# Available data:
━━━━━━━━━━

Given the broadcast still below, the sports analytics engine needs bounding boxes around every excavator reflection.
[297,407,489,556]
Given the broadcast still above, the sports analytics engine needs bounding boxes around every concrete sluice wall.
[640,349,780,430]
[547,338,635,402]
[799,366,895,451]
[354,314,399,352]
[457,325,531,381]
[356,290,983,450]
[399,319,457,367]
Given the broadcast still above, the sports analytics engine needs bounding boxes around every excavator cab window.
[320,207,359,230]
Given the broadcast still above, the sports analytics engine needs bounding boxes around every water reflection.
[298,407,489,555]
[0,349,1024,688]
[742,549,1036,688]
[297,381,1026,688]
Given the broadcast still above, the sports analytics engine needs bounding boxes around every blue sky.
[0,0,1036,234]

━━━━━━━━━━

# Required task:
Pick out every line in the listing above that contains the word "Given", and copy each one.

# Answer to the task:
Given the broadcast still below, the sports analytics engine needs bounding boxes around every excavator reflection.
Given the broadcast still above, the sports analytics engine needs bounding boxes around every concrete sluice wall.
Given the broadcast still above, the sports analytics engine needs bounding boxes around every excavator cab window.
Given the broadcast still above, the sports analytics engine needs bounding boxes around every water reflection.
Given the broadcast still above, the sports analytics engine needs bounding boxes around every blue sky.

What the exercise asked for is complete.